=== WHAT TO WORK ON ===
(1) Reproduce the passage of the WG2.1 retrospective from "Bob Paige couldn't" to "out on a limb.".
(2) Name every person and every group that the WG2.1 retrospective identifies by name.

=== TEXT ===

******************************

Bob Paige couldn't attend WG2.1 Meeting 53 due to illness. He wrote this retrospective of his work from WG2.1's point of view, to be delivered at the meeting in his absence. He hopes that others may be inspired to write similar summaries.The group was exciting in the 1970's, when we were groping for direction and divided by different orientations. I guess it was in this atmosphere that combined purpose with uncertainty that I found my own voice. The common goal was a transformational program development methodology that would improve productivity of designing and maintaining correct software with an emphasis on algorithmic software. We differed as to how to achieve this goal, and my approach was out on a limb.
Based on a few transformations, the most exciting of which was Jay Earley's iterator inversion combined with high-level strength reduction, and also on an overly optimistic faith in the power of science to shed light on this subject, I believed that algorithms could be designed scientifically by application of a small number of rules, whose selection could be simplified (even automated in some cases) if it could be guided by complexity. Almost all others (including the SETL crowd at Courant) disagreed, and accepted the notion that algorithm design was `inspired', and that the most significant steps in a derivation were unexplainable `Eureka' steps.

******************************

=== DATA SHOWN ===
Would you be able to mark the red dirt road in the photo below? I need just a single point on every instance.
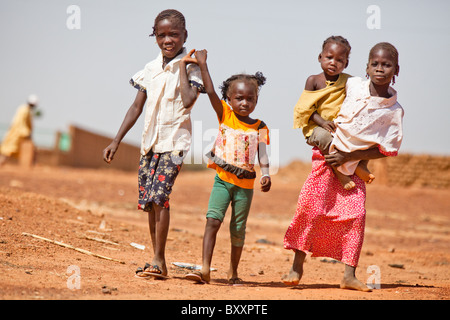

******************************

=== LIST OF ANSWERS ===
(1)
Bob Paige couldn't attend WG2.1 Meeting 53 due to illness. He wrote this retrospective of his work from WG2.1's point of view, to be delivered at the meeting in his absence. He hopes that others may be inspired to write similar summaries.The group was exciting in the 1970's, when we were groping for direction and divided by different orientations. I guess it was in this atmosphere that combined purpose with uncertainty that I found my own voice. The common goal was a transformational program development methodology that would improve productivity of designing and maintaining correct software with an emphasis on algorithmic software. We differed as to how to achieve this goal, and my approach was out on a limb.

(2)
Bob Paige
WG2.1
Jay Earley
the SETL crowd at Courant